■ **What the task asks**: Print every item below word for word, but leave out the pictures.

■ **Data for the task**:
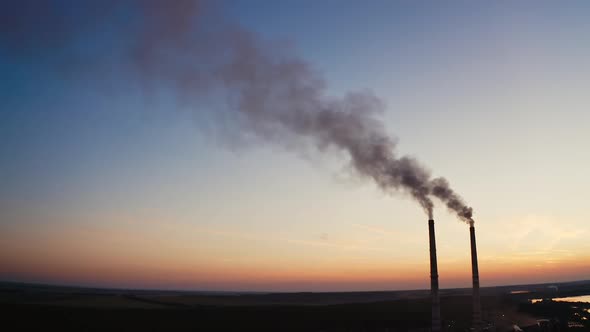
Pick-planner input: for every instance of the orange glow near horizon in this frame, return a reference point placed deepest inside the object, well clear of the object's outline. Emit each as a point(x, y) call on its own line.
point(159, 258)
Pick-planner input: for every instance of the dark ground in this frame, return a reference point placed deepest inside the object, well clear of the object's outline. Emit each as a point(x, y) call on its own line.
point(48, 308)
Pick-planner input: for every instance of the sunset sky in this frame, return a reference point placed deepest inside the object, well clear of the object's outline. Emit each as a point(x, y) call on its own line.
point(107, 181)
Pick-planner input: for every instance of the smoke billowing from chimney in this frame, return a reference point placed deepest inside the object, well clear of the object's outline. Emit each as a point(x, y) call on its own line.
point(267, 91)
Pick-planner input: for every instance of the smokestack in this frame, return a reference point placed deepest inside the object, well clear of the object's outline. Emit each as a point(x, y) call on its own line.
point(477, 325)
point(434, 279)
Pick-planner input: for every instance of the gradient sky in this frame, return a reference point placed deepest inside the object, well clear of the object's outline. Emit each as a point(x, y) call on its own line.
point(102, 184)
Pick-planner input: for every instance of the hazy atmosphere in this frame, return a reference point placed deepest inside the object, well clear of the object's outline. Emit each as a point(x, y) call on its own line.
point(293, 145)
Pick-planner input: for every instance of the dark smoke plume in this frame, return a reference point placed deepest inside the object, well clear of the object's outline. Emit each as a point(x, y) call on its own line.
point(270, 93)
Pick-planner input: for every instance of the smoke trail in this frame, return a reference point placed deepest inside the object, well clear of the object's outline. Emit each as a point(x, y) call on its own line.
point(270, 93)
point(441, 189)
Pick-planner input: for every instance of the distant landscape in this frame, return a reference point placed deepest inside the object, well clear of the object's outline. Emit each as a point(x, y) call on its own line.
point(34, 306)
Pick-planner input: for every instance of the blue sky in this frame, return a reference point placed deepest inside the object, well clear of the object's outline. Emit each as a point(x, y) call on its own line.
point(492, 96)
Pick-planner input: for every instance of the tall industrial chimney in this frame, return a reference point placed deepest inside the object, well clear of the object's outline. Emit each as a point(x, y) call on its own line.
point(434, 280)
point(477, 325)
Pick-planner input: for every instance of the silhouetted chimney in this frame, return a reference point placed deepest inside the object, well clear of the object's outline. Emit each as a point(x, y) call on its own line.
point(434, 279)
point(476, 299)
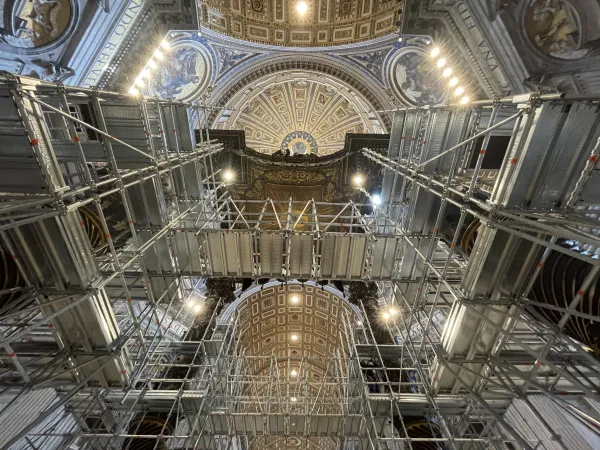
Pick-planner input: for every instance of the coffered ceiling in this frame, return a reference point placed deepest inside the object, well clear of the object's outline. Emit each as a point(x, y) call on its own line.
point(301, 328)
point(325, 23)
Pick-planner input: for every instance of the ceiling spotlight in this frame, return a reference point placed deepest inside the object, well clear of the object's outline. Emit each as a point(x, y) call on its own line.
point(302, 7)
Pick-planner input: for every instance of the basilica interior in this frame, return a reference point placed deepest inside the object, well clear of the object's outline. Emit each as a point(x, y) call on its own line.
point(299, 224)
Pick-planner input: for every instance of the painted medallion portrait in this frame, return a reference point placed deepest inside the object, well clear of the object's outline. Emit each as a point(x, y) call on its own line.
point(182, 72)
point(38, 22)
point(414, 77)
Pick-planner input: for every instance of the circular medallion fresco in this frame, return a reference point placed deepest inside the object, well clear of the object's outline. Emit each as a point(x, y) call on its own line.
point(37, 23)
point(414, 77)
point(299, 143)
point(181, 74)
point(561, 28)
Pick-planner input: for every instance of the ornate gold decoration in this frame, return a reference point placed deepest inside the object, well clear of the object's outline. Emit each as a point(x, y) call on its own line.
point(313, 107)
point(327, 22)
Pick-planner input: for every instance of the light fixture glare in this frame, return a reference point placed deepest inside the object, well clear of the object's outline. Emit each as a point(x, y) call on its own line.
point(301, 7)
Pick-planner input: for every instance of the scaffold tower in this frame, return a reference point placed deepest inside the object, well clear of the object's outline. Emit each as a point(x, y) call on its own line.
point(117, 222)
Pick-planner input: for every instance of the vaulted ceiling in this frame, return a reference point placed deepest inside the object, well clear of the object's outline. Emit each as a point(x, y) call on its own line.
point(303, 112)
point(326, 22)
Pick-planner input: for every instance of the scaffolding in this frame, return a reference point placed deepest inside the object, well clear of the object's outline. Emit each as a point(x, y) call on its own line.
point(102, 350)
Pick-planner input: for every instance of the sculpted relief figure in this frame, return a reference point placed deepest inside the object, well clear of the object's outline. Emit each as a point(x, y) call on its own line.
point(38, 23)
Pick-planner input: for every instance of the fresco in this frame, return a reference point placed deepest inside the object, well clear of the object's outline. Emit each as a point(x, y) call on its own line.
point(38, 22)
point(299, 143)
point(182, 73)
point(414, 77)
point(563, 29)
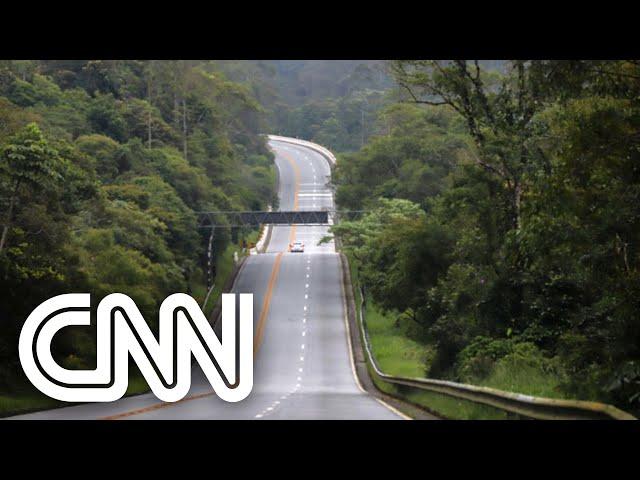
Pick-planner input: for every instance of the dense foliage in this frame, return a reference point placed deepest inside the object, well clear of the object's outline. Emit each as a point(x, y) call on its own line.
point(103, 166)
point(505, 220)
point(332, 102)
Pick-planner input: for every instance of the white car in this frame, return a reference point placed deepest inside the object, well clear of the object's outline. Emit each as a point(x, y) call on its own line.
point(296, 247)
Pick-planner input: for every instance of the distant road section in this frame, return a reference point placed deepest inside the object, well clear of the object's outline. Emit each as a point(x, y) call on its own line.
point(303, 366)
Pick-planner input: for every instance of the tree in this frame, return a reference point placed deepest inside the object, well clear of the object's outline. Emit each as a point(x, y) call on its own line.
point(27, 162)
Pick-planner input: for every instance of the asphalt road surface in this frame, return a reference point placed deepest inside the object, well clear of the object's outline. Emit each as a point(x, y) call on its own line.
point(303, 367)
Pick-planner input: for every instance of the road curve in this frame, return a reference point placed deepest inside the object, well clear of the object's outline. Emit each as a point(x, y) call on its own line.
point(303, 367)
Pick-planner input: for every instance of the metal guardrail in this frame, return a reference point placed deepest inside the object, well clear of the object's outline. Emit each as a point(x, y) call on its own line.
point(313, 146)
point(524, 405)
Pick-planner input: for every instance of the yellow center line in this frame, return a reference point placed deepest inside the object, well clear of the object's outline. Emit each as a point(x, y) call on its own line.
point(257, 341)
point(296, 191)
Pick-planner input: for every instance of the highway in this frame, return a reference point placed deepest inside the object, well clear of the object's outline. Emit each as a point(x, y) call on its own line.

■ **Written answer**:
Pick-planner input: for every instance of the orange glow near horizon in this frame, return a reference point placed deepest inside the object, well clear of the object's outline. Emit each as a point(x, y) call on its own line.
point(159, 258)
Pick-planner input: for every instance of the dark ground in this frame, return a reference point placed deepest inside the object, well clear of the object's outline. Emit each as a point(x, y) call on its own line.
point(48, 308)
Pick-planner input: for every instance of the sunset sky in this frame, return a reference point placed deepest inside the object, well clear of the object's outline. Emit each as a point(x, y) call on its own line.
point(107, 181)
Pick-planner input: for every instance of the smoke billowing from chimney in this frame, return a reference point placed deepest inside the object, well clear of the object's outline. Emit each as a point(x, y) call on its own line.
point(267, 91)
Pick-planner input: for every instance of the smokestack in this frame, return a reference point placed deepest inside the object, well clear of the object's outline. Emit each as a point(x, y) call on its own line.
point(477, 325)
point(434, 279)
Pick-planner input: for every instance of the gradient sky in this frame, return a reference point placed deepest inside the object, well clear of the object's outline. Emit each as a point(x, y) call on its own line.
point(102, 184)
Pick-planner input: for every instance of the hazy atmosphere in this frame, return a reference point placed deepest inside the object, well clear of the object's outline. Emit each as a point(x, y) call on its own line.
point(293, 145)
Pick-planner input: for every instance of the dark smoke plume in this frame, return a reference point placed deepest inside the object, well clear of the object's outline. Emit each as a point(x, y) call on its own line.
point(270, 93)
Pick-planner input: for every instance of the smoke trail in this frame, return a reference point placed deepest inside the object, well clear of the object's outline. Emit each as a point(x, y) call on its own line.
point(270, 93)
point(441, 189)
Pick-planner input: for every instance of the distant landscape in this frame, return a reference point placed deepest inside the object, well clear of the object's outline. Emit each as a point(x, y) call on its own line.
point(34, 306)
Pick-planner input: for every instance of the blue sky in this frame, return a reference point placed deepest inside the object, well clear of the object's outline. Emit each as a point(x, y) call on its own line.
point(492, 96)
Pick-planner input: for every instance of the tall industrial chimney in this frame, return a reference point placed deepest inside the object, well clear of the object's outline. Emit each as a point(x, y) call on its own line.
point(434, 280)
point(477, 325)
Pick-planner input: for every instance of the silhouetted chimney in this frame, return a reference point placed deepest inside the object, well clear of the object's outline. Emit each as a point(x, y) call on its own line.
point(434, 279)
point(476, 299)
Pick-planner input: for every instance of the coffered ceiling in this frame, return a reference point placed deepest inside the object, well clear of the object's outline. Emit each as a point(x, y) call on its own line.
point(301, 328)
point(325, 23)
Pick-planner input: for every instance of the ceiling spotlight in this frame, return a reference point placed deepest inside the object, well clear of the object's outline. Emit each as a point(x, y) call on its own line.
point(302, 7)
Pick-planner input: for every instance of the basilica interior in this frame, return a reference point placed deepest inside the object, well clear of the object's outline. Emit each as a point(x, y) call on its own line.
point(299, 224)
Pick-planner input: for every instance of the painted medallion portrait in this frame, return a reference point placed deepest inside the object, well clear of the object's outline. Emit each as a point(x, y) call on its own line.
point(182, 72)
point(38, 22)
point(414, 77)
Pick-planner input: for every instance of the circular medallion fresco in this frame, return a reference point placed deepest inside the object, well clear of the object's outline. Emit each as a point(x, y) call on its own line.
point(37, 23)
point(414, 77)
point(299, 143)
point(181, 74)
point(561, 28)
Pick-planner input: for every instance of the ornate gold decoration in this frame, return a reference point placed deepest inside the object, well clear of the object's outline. Emit each as a point(x, y) call on its own line.
point(313, 107)
point(327, 22)
Pick-planner input: for every instance of the light fixture glare in this frame, return a reference point placed deepest inside the object, well clear of the object's outline. Emit each as a point(x, y) call on its own line.
point(301, 7)
Pick-planner input: for every instance of the scaffold tower in this frame, return a reference point placed deepest inside the object, well clear of the object's outline. Emit each as a point(x, y) call on its own line.
point(117, 222)
Pick-planner input: for every instance of the vaulted ceiling in this frame, return a reference point placed deepest inside the object, well clear of the object's outline. Emit each as a point(x, y) call on its own line.
point(303, 112)
point(326, 22)
Pick-planner input: for every instance of the scaffolding in this frame, return a reference point placed deepest inside the object, well clear of the object's outline. Emit each as a point(x, y) call on its own line.
point(102, 350)
Pick-planner input: for every instance of the sculpted relief figure in this frame, return a reference point placed deepest inside the object, well clear of the object's outline. Emit each as a point(x, y) call on its own line.
point(38, 23)
Pick-planner input: for every instance of the fresco in this frame, return a reference point placed deepest inside the object, well clear of the object's outline. Emit each as a point(x, y) call on its own line.
point(38, 22)
point(299, 143)
point(182, 73)
point(414, 77)
point(563, 29)
Pick-planner input: for every instance of the dense foliage in this frame, return a reference point placed deepest inside the object, well clear of the object's outline. Emit each as a point(x, y) call on its own line.
point(103, 166)
point(505, 220)
point(332, 102)
Pick-planner input: for every instance of the white car in this frame, return a reference point placed deepest inside the object, well clear of the object's outline. Emit each as a point(x, y) call on its own line.
point(296, 247)
Pick-planner input: for every instance of the distant road section in this frame, return a reference point placed deepest inside the object, well clear of the object's outline. Emit each as a point(x, y) call on its own line.
point(303, 366)
Pick-planner input: for every instance of the tree in this frame, return a reference point placed deepest inside the object, well clear of the object's outline. Emit each as a point(x, y) call on its own line.
point(27, 162)
Pick-planner input: for every instance of the asphalt road surface in this frame, return a reference point placed deepest inside the object, well clear of the object's outline. Emit each as a point(x, y) call on its own line.
point(303, 367)
Pick-planner input: for every instance of the road curve in this frame, return a reference point placed deepest inside the object, well clear of the object's outline. Emit each as a point(x, y) call on its own line.
point(303, 367)
Pick-planner input: for every instance of the metal guardrail in this frame, return a reference point placed deepest inside the object, well clear of the object's outline. Emit each as a point(x, y) call on its own line.
point(313, 146)
point(524, 405)
Pick-planner input: for every instance of the yellow center line in this frame, return a reference point placed deepest inside the object, well clear of the object's outline. Emit each as a point(x, y) call on its own line.
point(257, 341)
point(296, 191)
Pick-planner input: for every instance of the highway in this frame, return a reference point placed deepest inside the object, well clear of the object's outline. Emit each as a point(x, y) call on its own line.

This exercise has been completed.